--- Begin RECORDS FOR THIS TASK ---

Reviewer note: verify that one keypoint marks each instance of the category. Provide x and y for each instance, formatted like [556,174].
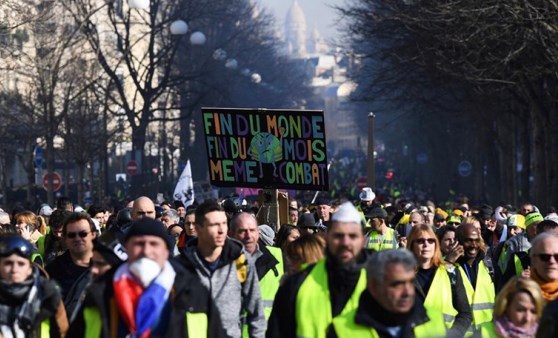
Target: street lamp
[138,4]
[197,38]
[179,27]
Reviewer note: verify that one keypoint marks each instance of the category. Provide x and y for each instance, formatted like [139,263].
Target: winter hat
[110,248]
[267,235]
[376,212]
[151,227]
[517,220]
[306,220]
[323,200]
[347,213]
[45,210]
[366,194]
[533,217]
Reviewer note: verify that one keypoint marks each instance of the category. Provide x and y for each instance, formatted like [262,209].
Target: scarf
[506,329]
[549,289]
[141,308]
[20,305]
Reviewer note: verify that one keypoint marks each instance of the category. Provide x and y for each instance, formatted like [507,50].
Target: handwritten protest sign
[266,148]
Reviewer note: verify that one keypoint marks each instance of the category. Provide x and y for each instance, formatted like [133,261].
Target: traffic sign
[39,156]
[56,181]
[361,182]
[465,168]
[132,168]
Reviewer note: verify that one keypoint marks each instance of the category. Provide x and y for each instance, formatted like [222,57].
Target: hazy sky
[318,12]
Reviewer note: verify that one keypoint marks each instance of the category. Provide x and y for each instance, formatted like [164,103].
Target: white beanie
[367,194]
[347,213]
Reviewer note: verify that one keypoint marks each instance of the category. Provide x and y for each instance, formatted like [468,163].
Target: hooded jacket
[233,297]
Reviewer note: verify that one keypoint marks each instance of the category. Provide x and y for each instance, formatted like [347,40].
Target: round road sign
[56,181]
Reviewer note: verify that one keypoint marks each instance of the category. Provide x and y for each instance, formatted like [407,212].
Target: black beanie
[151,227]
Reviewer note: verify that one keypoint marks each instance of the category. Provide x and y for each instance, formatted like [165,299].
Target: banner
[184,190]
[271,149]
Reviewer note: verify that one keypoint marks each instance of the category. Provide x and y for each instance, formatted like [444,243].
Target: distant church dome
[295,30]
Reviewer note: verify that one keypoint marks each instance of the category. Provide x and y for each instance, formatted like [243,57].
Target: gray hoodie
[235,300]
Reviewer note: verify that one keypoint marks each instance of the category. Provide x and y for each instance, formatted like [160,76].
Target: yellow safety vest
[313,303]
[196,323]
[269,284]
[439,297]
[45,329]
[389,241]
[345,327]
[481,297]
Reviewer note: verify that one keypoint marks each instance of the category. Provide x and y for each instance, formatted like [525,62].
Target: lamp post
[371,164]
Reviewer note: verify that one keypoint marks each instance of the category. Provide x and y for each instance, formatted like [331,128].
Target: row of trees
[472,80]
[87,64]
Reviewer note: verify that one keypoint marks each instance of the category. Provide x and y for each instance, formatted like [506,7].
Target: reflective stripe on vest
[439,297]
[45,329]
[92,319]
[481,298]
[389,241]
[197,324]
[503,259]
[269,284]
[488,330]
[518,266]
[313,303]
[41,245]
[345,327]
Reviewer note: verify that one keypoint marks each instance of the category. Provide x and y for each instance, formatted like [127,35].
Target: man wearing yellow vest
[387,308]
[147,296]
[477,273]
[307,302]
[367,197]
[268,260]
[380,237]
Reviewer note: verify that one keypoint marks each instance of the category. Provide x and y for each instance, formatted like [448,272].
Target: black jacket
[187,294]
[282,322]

--- End RECORDS FOR THIS TASK ---
--- Begin RECORDS FOR THIS TASK ---

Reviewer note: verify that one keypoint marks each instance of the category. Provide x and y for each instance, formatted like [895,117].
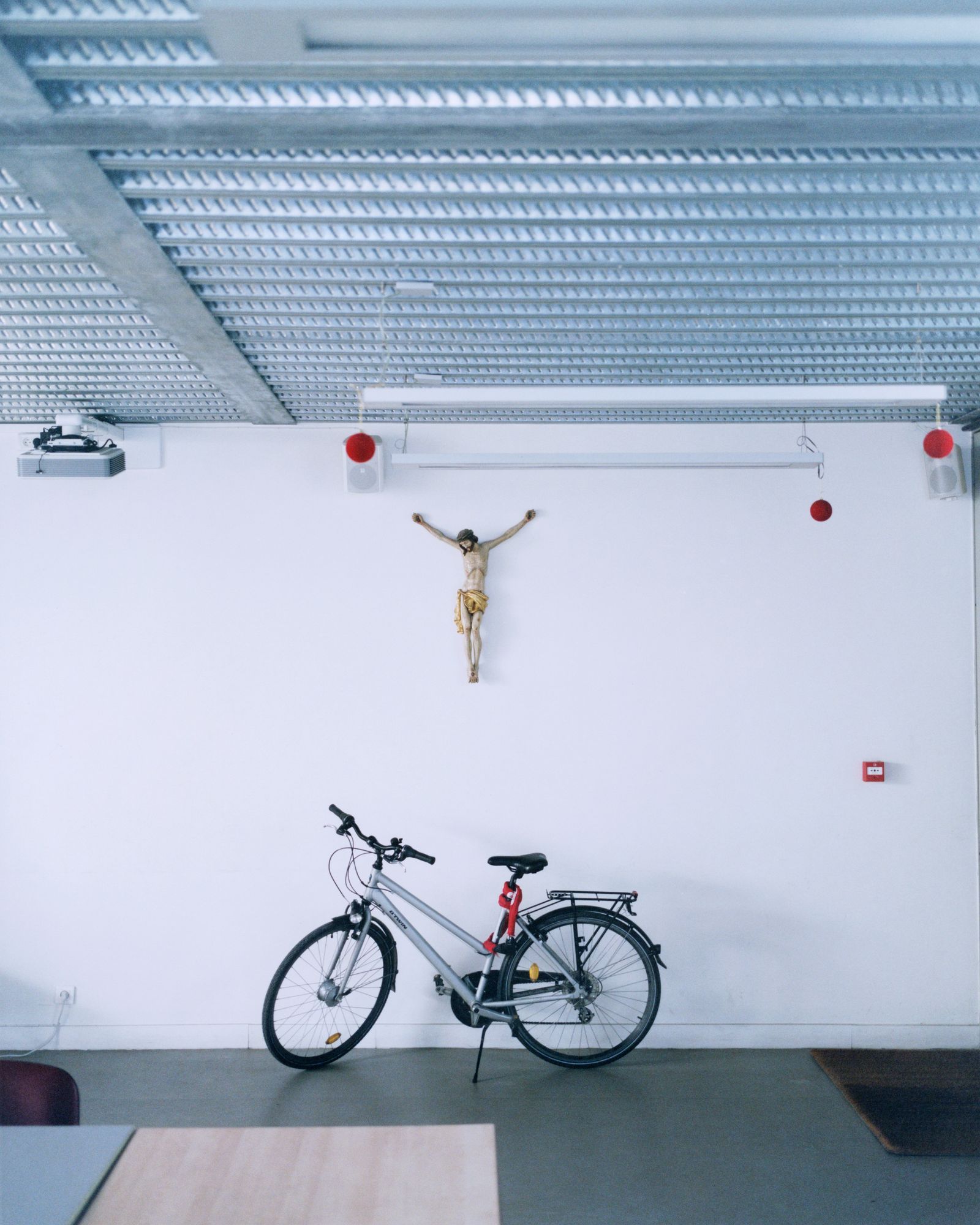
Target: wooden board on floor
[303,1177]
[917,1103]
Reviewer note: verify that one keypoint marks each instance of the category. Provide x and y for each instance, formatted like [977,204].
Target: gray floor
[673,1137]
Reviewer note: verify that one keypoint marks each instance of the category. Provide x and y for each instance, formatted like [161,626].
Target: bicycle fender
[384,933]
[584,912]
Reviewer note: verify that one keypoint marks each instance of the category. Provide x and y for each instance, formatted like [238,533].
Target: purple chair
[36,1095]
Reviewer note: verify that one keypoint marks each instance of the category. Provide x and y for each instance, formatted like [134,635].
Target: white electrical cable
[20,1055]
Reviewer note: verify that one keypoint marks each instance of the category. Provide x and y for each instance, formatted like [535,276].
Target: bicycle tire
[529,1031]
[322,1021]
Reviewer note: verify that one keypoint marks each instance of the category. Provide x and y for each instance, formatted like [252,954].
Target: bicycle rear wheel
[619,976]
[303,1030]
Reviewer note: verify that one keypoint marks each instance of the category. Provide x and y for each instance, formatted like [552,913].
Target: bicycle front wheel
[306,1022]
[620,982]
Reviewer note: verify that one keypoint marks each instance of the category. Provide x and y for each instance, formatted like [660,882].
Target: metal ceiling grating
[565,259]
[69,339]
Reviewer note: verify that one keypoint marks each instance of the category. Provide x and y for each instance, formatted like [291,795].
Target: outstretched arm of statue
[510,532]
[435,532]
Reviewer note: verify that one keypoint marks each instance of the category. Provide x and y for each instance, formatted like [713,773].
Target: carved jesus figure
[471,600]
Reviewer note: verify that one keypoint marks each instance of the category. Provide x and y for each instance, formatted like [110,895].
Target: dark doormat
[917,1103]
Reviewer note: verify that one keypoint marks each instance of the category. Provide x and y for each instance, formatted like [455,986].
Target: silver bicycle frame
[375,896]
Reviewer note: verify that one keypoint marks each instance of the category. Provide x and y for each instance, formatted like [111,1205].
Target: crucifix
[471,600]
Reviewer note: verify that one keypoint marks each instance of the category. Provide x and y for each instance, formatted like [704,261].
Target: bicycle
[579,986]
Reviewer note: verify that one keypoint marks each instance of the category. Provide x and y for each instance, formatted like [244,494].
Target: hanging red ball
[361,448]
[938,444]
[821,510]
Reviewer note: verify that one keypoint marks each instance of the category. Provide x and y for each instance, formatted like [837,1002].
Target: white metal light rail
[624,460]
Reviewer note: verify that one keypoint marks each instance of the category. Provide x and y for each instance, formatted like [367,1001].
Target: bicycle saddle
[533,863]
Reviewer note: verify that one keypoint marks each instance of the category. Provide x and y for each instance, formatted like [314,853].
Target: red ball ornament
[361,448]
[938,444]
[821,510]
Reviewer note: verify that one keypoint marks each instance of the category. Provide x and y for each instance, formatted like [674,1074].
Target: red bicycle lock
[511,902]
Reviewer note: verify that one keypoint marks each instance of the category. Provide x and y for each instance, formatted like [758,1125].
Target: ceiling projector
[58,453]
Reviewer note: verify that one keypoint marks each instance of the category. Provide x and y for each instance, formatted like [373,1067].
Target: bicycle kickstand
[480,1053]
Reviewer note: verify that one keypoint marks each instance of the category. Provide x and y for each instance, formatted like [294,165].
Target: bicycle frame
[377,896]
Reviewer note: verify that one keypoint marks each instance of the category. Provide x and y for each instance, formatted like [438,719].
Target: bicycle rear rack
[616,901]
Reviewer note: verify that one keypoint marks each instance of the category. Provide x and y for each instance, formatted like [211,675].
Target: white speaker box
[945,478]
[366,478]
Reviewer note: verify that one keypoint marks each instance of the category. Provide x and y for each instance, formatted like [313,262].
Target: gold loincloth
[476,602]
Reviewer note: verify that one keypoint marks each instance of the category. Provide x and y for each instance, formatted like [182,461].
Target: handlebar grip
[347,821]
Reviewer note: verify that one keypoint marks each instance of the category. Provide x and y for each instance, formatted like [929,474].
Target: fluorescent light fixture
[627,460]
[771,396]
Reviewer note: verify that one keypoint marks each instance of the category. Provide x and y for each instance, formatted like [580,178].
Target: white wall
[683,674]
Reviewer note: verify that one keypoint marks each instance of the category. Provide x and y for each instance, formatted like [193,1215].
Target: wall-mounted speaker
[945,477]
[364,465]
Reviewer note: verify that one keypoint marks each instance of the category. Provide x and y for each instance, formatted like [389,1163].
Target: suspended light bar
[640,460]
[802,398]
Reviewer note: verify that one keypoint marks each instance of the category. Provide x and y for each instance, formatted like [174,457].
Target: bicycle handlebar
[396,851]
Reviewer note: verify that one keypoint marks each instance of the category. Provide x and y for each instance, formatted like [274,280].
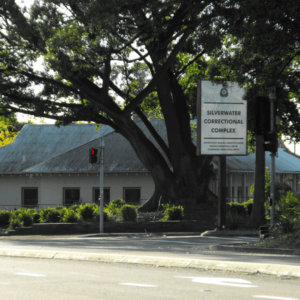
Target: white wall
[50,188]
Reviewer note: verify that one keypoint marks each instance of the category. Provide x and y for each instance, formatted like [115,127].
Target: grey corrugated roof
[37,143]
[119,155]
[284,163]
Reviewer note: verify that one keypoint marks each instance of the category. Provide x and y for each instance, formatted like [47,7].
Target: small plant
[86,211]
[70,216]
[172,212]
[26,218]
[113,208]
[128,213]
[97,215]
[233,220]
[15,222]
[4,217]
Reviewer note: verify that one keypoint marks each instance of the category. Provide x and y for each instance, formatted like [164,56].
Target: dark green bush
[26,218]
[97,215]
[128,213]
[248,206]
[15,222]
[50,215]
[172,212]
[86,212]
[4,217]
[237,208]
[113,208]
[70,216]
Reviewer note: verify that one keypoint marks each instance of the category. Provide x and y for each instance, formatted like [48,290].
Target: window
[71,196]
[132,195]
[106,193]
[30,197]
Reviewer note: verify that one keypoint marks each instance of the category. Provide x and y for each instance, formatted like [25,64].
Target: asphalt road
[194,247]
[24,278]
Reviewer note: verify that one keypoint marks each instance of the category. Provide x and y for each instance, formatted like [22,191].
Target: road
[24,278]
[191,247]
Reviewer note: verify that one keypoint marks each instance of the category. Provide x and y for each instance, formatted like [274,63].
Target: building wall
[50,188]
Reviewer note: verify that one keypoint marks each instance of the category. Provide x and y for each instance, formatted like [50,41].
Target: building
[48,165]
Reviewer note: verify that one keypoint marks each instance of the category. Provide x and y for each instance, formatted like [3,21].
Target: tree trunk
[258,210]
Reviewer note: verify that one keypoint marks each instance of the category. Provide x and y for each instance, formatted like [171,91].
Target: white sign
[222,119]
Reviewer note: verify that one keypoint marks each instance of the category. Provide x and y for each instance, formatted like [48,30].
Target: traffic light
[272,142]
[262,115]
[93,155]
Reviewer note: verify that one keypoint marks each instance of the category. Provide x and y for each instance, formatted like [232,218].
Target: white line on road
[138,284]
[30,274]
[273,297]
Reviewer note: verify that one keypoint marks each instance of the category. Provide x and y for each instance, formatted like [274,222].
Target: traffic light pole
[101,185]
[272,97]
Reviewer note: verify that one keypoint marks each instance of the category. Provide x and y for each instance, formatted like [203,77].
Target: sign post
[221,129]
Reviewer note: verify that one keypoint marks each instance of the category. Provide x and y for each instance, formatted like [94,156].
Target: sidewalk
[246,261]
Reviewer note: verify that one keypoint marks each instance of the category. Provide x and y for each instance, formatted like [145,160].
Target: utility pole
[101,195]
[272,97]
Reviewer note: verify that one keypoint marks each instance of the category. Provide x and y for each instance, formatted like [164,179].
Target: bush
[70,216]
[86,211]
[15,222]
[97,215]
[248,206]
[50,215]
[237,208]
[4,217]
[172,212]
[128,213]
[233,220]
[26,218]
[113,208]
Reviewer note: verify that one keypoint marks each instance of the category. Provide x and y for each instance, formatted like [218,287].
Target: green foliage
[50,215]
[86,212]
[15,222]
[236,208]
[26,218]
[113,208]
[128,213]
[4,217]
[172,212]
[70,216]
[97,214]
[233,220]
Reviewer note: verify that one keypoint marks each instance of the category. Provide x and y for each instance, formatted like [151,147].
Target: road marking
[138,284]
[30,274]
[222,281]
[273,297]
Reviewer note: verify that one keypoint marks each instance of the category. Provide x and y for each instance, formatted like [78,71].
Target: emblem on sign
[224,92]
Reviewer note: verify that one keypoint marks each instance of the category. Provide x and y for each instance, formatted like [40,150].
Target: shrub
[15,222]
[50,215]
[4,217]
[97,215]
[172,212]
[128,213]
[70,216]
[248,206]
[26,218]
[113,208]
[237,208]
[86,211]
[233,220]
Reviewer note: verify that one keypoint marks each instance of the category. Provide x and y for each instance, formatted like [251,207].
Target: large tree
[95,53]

--- End RECORDS FOR THIS TASK ---
--- Begin RECORDS FOR THIS TASK ---

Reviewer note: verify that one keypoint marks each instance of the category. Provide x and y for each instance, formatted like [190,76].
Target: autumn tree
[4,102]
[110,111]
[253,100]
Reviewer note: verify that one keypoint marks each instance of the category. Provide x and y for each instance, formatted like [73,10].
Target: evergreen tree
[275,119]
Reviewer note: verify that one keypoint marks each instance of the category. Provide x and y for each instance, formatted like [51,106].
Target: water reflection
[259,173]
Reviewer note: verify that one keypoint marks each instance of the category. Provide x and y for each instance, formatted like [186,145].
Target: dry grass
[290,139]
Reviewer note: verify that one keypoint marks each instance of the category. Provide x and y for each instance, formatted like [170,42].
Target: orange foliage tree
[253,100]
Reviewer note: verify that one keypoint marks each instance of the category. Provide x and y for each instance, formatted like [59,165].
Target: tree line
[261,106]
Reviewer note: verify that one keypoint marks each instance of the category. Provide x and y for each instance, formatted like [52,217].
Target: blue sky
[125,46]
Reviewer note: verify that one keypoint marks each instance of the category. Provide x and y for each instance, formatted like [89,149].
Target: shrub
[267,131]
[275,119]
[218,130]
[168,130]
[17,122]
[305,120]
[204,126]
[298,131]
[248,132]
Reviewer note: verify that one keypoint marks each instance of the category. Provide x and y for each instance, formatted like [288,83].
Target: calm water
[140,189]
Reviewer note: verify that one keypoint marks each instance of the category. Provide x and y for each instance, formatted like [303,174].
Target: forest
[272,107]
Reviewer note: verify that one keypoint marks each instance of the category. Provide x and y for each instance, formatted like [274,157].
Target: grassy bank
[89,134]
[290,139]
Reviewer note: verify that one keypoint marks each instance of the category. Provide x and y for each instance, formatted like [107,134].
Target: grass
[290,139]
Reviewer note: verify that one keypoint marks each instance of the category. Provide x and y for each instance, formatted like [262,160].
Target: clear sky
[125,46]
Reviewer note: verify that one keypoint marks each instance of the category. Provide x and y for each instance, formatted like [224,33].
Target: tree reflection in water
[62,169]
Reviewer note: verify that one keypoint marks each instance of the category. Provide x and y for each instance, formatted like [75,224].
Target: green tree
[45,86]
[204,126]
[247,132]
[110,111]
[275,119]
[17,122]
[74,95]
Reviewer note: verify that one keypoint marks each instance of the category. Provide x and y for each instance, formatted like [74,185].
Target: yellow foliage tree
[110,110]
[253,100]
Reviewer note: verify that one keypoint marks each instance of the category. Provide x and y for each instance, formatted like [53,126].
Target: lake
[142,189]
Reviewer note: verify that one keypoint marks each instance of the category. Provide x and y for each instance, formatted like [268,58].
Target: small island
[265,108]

--- End RECORDS FOR THIS TASK ---

REQUIRED WORK:
Which lines of the entries above contain the string "floor"? Pull out every such line, matching case exactly.

ANSWER:
Target: wooden board on floor
Target: gray floor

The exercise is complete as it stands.